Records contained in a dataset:
══════
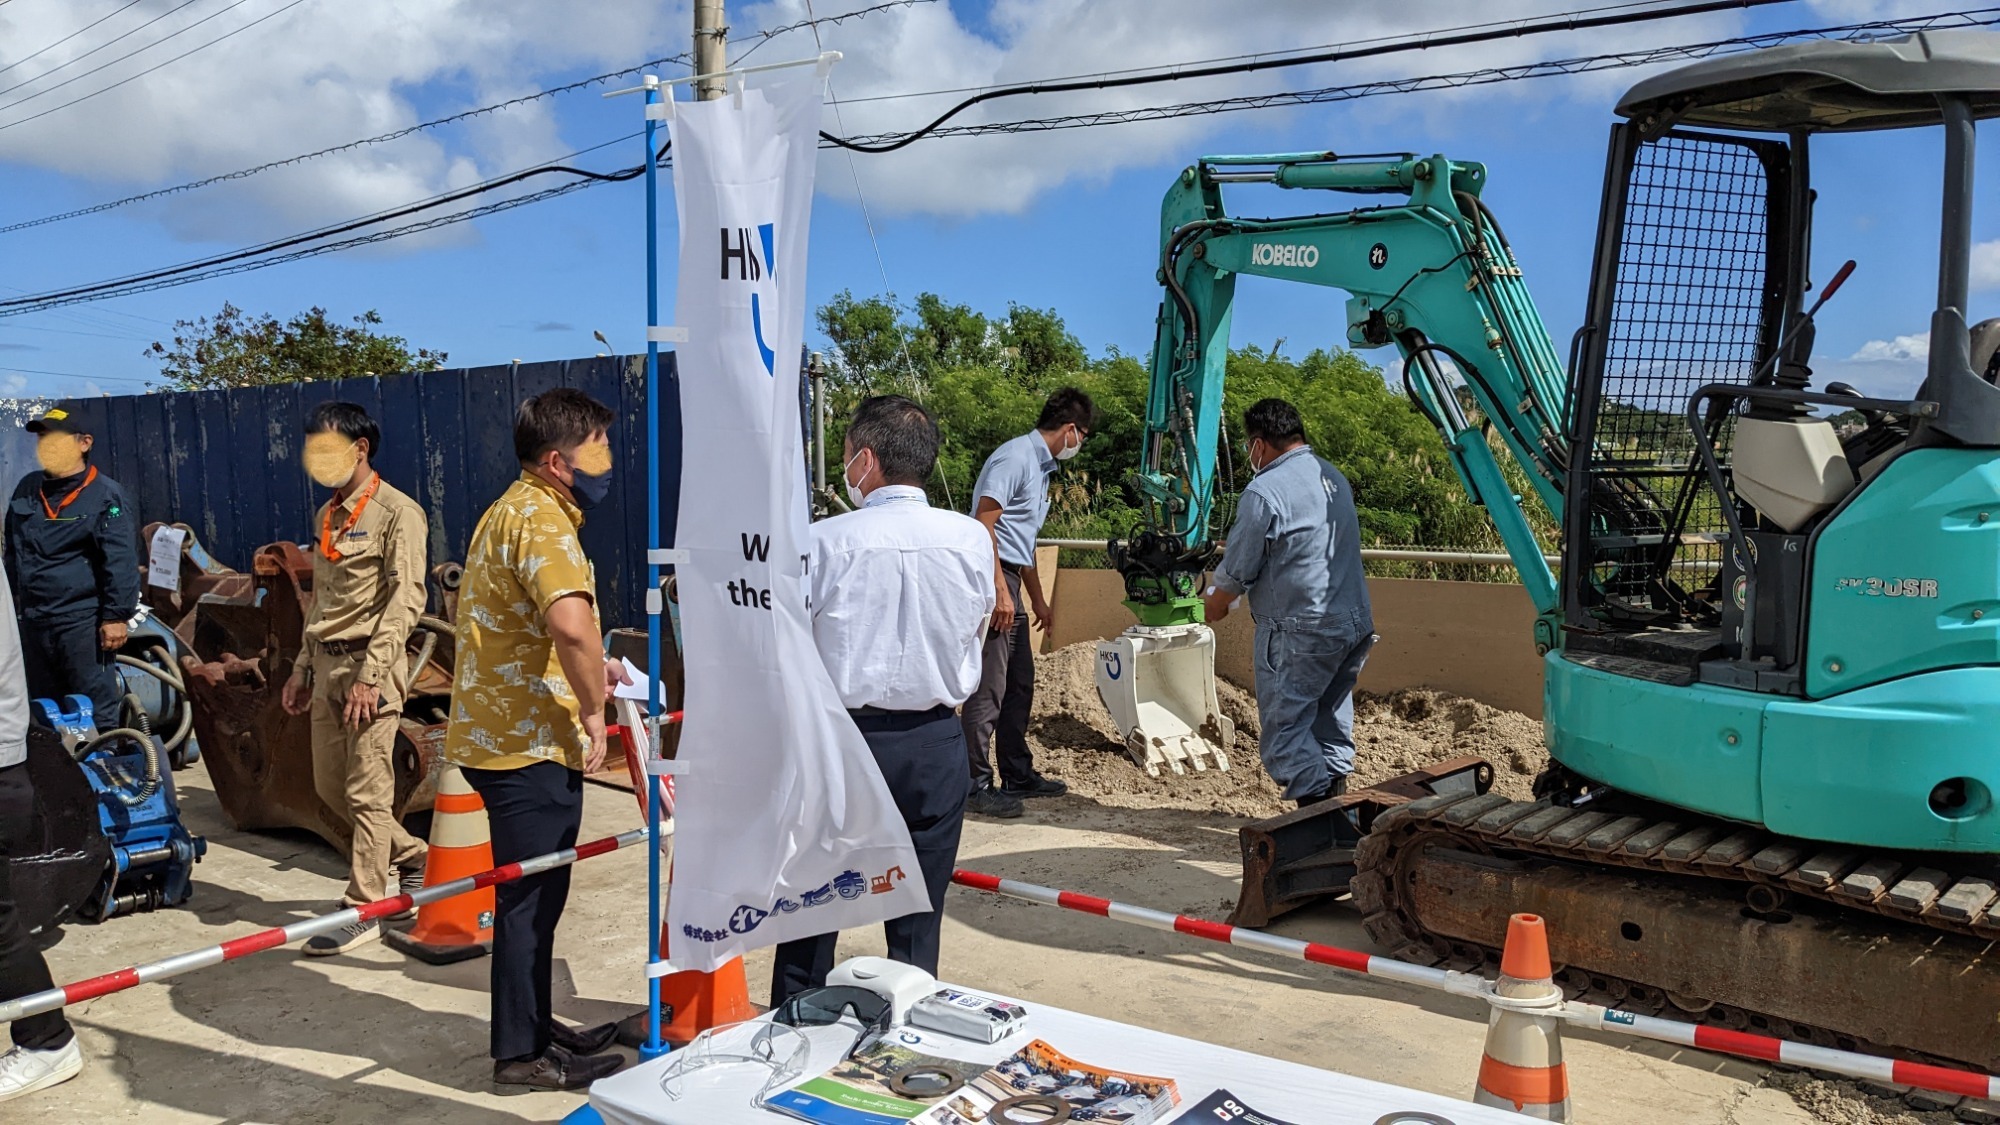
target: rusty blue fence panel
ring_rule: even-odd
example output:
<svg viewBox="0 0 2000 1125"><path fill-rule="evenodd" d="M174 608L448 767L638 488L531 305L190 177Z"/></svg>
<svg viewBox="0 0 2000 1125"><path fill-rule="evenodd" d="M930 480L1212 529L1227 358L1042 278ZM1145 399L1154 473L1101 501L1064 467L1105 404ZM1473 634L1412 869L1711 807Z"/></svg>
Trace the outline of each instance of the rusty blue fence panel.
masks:
<svg viewBox="0 0 2000 1125"><path fill-rule="evenodd" d="M680 391L673 356L660 356L661 526L672 531L680 496ZM226 566L246 570L266 543L309 543L326 499L299 464L300 428L314 405L360 403L382 427L375 458L383 479L430 516L433 565L463 560L473 525L519 473L514 410L555 387L575 387L618 413L611 435L618 475L584 521L597 568L605 627L645 624L646 365L644 357L453 368L335 382L287 383L83 399L71 404L97 437L91 460L122 484L139 522L180 522ZM11 487L35 467L19 423L42 404L0 411L0 476Z"/></svg>

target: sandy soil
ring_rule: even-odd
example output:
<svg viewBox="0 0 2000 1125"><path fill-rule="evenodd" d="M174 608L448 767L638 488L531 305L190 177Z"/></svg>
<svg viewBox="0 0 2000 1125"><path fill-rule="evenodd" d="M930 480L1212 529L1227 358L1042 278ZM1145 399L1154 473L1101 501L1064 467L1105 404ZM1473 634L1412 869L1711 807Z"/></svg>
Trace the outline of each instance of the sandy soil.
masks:
<svg viewBox="0 0 2000 1125"><path fill-rule="evenodd" d="M1248 690L1226 680L1216 684L1222 712L1236 724L1235 742L1227 747L1228 770L1153 778L1126 755L1098 698L1096 665L1090 643L1036 659L1028 740L1043 773L1116 808L1266 817L1292 807L1257 759L1257 701ZM1355 775L1362 783L1471 754L1493 763L1496 792L1526 800L1535 774L1548 762L1541 723L1443 692L1364 694L1355 700L1354 719Z"/></svg>

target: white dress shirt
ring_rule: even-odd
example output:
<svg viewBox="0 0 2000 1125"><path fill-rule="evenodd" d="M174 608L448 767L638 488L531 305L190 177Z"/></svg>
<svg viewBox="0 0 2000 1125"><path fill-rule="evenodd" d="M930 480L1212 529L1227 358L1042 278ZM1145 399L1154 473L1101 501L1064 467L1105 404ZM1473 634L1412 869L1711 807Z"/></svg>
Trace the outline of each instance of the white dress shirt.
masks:
<svg viewBox="0 0 2000 1125"><path fill-rule="evenodd" d="M884 485L858 512L812 525L813 640L849 710L956 707L979 686L993 615L993 538Z"/></svg>
<svg viewBox="0 0 2000 1125"><path fill-rule="evenodd" d="M975 665L974 674L977 672ZM7 585L6 572L0 571L0 769L27 760L28 673L21 663L21 627L14 620L14 591Z"/></svg>

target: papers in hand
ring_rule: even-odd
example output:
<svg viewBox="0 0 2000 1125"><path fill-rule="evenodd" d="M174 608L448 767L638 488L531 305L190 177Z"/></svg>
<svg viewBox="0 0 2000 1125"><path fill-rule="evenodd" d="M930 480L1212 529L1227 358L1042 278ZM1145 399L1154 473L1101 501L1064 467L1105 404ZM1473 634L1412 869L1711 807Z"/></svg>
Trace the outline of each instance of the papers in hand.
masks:
<svg viewBox="0 0 2000 1125"><path fill-rule="evenodd" d="M146 584L176 593L181 588L181 546L187 542L187 528L162 527L153 533L146 557Z"/></svg>

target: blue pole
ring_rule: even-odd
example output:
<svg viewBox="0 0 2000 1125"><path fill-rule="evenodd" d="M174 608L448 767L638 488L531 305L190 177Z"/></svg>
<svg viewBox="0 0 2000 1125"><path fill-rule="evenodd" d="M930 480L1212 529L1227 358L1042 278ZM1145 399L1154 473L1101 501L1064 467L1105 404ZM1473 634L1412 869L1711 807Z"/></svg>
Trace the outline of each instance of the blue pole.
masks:
<svg viewBox="0 0 2000 1125"><path fill-rule="evenodd" d="M660 100L659 81L646 80L646 104ZM660 616L665 609L660 589L660 564L653 561L660 547L660 345L652 328L660 323L660 186L654 167L653 137L659 131L651 111L646 114L646 715L651 720L648 745L662 740L660 717ZM657 753L657 747L655 747ZM639 1057L656 1059L669 1048L660 1041L660 978L651 966L664 959L660 948L660 779L646 772L646 828L652 844L646 850L646 1042Z"/></svg>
══════
What the task asks:
Leaving aside the images, write out the entries above word for word.

Your response:
target: rusty blue fence panel
ring_rule: even-odd
example output:
<svg viewBox="0 0 2000 1125"><path fill-rule="evenodd" d="M174 608L448 767L638 488L531 305L190 177Z"/></svg>
<svg viewBox="0 0 2000 1125"><path fill-rule="evenodd" d="M930 480L1212 529L1227 358L1042 278ZM1145 399L1154 473L1101 501L1064 467L1105 404ZM1473 634L1412 869L1711 807Z"/></svg>
Trace the outline of each instance of the rusty blue fence panel.
masks:
<svg viewBox="0 0 2000 1125"><path fill-rule="evenodd" d="M680 391L673 356L660 356L661 526L672 531L680 496ZM226 566L246 570L266 543L309 543L326 499L299 464L300 428L314 405L360 403L382 427L375 458L383 479L430 516L433 565L463 560L473 525L519 473L514 410L555 387L575 387L618 413L611 435L618 475L584 521L597 568L605 627L645 624L646 365L644 357L453 368L335 382L287 383L83 399L71 404L97 437L91 460L122 484L139 522L180 522ZM11 487L35 467L19 423L42 404L0 411L0 476Z"/></svg>

target: sandy soil
ring_rule: even-odd
example output:
<svg viewBox="0 0 2000 1125"><path fill-rule="evenodd" d="M174 608L448 767L638 488L531 305L190 177Z"/></svg>
<svg viewBox="0 0 2000 1125"><path fill-rule="evenodd" d="M930 480L1212 529L1227 358L1042 278ZM1145 399L1154 473L1101 501L1064 467L1105 404ZM1473 634L1412 869L1711 807Z"/></svg>
Trace the outline of each instance of the sandy soil.
masks:
<svg viewBox="0 0 2000 1125"><path fill-rule="evenodd" d="M1248 690L1226 680L1216 684L1222 712L1236 724L1235 742L1227 747L1228 770L1153 778L1126 755L1098 698L1096 665L1090 643L1036 659L1028 740L1043 773L1116 808L1266 817L1292 807L1257 759L1257 701ZM1355 775L1362 783L1471 754L1493 763L1496 792L1526 800L1535 774L1548 762L1541 723L1443 692L1364 694L1355 700L1354 719Z"/></svg>

target: white dress shirt
ring_rule: even-odd
example output:
<svg viewBox="0 0 2000 1125"><path fill-rule="evenodd" d="M174 608L448 767L638 488L531 305L190 177Z"/></svg>
<svg viewBox="0 0 2000 1125"><path fill-rule="evenodd" d="M930 480L1212 529L1227 358L1042 278ZM1145 399L1154 473L1101 501L1064 467L1105 404ZM1473 634L1412 869L1711 807Z"/></svg>
Trace the outline of each instance of the white dress shirt.
masks:
<svg viewBox="0 0 2000 1125"><path fill-rule="evenodd" d="M884 485L858 512L812 525L813 640L849 710L956 707L979 686L993 615L993 538Z"/></svg>
<svg viewBox="0 0 2000 1125"><path fill-rule="evenodd" d="M975 665L974 674L977 672ZM7 585L6 572L0 571L0 769L27 760L28 673L21 663L21 627L14 620L14 591Z"/></svg>

target: papers in hand
ring_rule: even-odd
example output:
<svg viewBox="0 0 2000 1125"><path fill-rule="evenodd" d="M174 608L448 767L638 488L531 305L190 177Z"/></svg>
<svg viewBox="0 0 2000 1125"><path fill-rule="evenodd" d="M930 480L1212 529L1227 358L1042 278ZM1145 399L1154 473L1101 501L1064 467L1105 404ZM1473 634L1412 869L1711 807Z"/></svg>
Trace the outline of each instance of the papers in hand.
masks:
<svg viewBox="0 0 2000 1125"><path fill-rule="evenodd" d="M146 584L176 593L181 588L181 546L187 542L187 528L162 527L153 533L146 557Z"/></svg>

target: blue pole
ring_rule: even-odd
example output:
<svg viewBox="0 0 2000 1125"><path fill-rule="evenodd" d="M174 608L448 767L638 488L531 305L190 177Z"/></svg>
<svg viewBox="0 0 2000 1125"><path fill-rule="evenodd" d="M930 480L1212 529L1227 358L1042 278ZM1145 399L1154 473L1101 501L1064 467L1105 404ZM1473 634L1412 869L1711 807Z"/></svg>
Trace the outline of each instance of the blue pole.
masks:
<svg viewBox="0 0 2000 1125"><path fill-rule="evenodd" d="M660 100L659 81L646 80L646 104ZM660 616L665 609L660 589L660 564L653 561L660 547L660 345L652 328L660 323L660 186L654 167L653 137L659 131L651 111L646 114L646 715L651 720L648 745L662 740L660 717ZM657 753L657 747L655 747ZM639 1057L656 1059L669 1048L660 1041L660 978L651 966L664 959L660 948L660 779L646 772L646 828L652 844L646 850L646 1042Z"/></svg>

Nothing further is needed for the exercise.